Segment Start: Supplied records

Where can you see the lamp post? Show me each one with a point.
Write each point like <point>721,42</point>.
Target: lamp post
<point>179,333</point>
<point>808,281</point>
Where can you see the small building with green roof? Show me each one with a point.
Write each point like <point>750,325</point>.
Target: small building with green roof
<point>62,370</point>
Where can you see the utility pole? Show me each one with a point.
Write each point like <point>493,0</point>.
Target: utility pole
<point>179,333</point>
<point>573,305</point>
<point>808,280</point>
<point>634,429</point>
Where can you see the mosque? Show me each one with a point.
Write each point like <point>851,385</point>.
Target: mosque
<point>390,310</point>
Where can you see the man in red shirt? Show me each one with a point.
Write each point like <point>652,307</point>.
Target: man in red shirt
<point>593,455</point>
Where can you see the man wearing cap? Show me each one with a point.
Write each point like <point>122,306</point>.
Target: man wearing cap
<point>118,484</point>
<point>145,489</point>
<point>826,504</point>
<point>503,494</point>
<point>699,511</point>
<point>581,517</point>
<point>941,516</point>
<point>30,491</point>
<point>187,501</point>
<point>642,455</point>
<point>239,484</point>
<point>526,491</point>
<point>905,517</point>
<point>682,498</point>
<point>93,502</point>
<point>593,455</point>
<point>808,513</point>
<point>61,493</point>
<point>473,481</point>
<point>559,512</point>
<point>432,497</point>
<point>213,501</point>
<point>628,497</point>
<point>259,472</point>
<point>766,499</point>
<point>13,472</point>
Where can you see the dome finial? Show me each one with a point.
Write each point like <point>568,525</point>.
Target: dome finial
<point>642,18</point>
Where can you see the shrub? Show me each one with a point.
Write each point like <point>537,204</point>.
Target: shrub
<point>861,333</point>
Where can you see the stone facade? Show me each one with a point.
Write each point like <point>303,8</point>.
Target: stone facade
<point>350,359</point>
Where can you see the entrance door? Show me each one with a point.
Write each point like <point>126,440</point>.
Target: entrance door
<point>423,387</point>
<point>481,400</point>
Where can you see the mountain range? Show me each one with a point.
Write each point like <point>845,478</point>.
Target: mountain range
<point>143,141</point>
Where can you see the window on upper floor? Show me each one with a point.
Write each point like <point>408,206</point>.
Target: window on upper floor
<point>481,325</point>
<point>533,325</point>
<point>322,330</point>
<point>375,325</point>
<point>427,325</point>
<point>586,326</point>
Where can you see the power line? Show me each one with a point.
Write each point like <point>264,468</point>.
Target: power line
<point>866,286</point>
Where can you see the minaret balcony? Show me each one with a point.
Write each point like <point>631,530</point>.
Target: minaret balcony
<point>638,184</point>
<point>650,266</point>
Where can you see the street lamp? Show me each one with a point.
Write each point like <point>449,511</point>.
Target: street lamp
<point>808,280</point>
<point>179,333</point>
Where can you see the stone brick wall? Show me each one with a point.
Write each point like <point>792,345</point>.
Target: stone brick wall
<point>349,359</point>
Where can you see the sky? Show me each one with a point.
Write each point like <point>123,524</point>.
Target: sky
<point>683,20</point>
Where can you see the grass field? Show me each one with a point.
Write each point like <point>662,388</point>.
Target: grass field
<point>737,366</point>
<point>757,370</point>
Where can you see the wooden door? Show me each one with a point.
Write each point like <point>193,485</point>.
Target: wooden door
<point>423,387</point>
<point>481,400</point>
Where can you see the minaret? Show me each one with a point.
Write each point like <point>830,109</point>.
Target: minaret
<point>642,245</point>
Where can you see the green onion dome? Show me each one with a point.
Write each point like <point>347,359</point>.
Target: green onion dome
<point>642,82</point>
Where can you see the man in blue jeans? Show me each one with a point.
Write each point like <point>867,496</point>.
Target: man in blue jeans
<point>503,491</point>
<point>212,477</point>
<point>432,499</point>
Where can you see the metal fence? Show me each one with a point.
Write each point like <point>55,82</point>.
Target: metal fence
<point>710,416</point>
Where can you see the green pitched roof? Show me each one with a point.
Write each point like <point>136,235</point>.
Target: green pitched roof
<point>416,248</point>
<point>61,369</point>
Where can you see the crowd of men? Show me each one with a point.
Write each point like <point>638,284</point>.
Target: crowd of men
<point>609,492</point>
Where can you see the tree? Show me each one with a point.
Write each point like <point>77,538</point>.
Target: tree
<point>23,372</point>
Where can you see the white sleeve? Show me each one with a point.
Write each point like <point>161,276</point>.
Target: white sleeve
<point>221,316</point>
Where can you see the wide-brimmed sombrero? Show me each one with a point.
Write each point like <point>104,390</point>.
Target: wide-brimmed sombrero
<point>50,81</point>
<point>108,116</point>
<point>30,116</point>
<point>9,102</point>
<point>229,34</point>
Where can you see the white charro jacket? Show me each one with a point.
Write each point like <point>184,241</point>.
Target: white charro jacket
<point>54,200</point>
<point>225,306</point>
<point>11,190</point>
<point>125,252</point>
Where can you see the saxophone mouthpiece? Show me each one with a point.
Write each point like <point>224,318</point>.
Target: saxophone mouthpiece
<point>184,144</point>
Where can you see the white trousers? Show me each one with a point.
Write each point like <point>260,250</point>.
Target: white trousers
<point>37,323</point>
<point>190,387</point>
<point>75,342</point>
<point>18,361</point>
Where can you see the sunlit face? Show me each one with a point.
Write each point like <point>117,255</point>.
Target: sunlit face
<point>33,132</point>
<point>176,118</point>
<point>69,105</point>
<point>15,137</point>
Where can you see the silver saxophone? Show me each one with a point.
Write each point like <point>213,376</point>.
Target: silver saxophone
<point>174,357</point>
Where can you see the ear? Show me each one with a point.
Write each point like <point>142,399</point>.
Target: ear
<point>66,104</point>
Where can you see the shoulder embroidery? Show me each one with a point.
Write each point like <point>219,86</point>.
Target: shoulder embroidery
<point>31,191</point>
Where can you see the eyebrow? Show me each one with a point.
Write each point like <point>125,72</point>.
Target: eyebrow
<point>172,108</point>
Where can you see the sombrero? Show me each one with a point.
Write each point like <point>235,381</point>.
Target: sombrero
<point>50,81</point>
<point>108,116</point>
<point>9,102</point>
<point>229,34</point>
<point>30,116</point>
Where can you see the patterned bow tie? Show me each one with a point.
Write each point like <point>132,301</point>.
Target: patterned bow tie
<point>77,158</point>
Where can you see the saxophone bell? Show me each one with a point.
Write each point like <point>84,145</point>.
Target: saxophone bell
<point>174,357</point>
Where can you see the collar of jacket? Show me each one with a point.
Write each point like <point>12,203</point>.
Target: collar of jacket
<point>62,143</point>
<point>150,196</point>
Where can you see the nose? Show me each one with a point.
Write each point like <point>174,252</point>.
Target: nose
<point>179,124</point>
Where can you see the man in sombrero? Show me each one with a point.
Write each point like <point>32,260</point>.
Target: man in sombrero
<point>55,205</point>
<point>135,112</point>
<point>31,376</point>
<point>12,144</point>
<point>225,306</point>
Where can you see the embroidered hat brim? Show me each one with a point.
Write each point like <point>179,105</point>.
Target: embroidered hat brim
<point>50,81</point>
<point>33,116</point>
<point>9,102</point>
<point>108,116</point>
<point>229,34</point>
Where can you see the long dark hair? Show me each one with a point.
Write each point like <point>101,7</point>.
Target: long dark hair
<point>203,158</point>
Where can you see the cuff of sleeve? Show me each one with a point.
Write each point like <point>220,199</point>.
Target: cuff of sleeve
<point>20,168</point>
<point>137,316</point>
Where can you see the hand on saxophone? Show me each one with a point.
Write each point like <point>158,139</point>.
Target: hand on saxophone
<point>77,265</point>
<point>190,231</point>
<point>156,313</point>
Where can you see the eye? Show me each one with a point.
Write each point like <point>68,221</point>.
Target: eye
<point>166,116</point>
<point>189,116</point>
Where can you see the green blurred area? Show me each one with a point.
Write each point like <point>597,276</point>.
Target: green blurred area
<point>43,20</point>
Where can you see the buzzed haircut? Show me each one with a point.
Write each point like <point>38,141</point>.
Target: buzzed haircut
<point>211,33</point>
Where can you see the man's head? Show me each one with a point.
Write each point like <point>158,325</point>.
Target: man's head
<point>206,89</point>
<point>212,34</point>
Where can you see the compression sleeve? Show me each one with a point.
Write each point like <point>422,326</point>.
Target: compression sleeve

Segment End: Supplied records

→ Required action: Please write out, exactly as they appear above, only the lines in the stretch from the line with "Write each point like <point>55,82</point>." through the line with "Write each point like <point>161,276</point>.".

→ Solution for this task:
Write each point like <point>55,82</point>.
Target: metal fence
<point>710,416</point>
Where can you see the green pitched roof? Show me each one with a point.
Write each point like <point>136,235</point>.
Target: green pitched roof
<point>416,248</point>
<point>61,369</point>
Where can you see the crowd of men? Show me each one with a point.
Write each point like <point>638,284</point>.
Target: crowd of men
<point>609,492</point>
Where can you see the tree? Show me each one with a point.
Write each point like <point>77,538</point>.
Target: tree
<point>23,372</point>
Where can you see the white sleeve? Show me each one with a point.
Write each point like <point>161,276</point>.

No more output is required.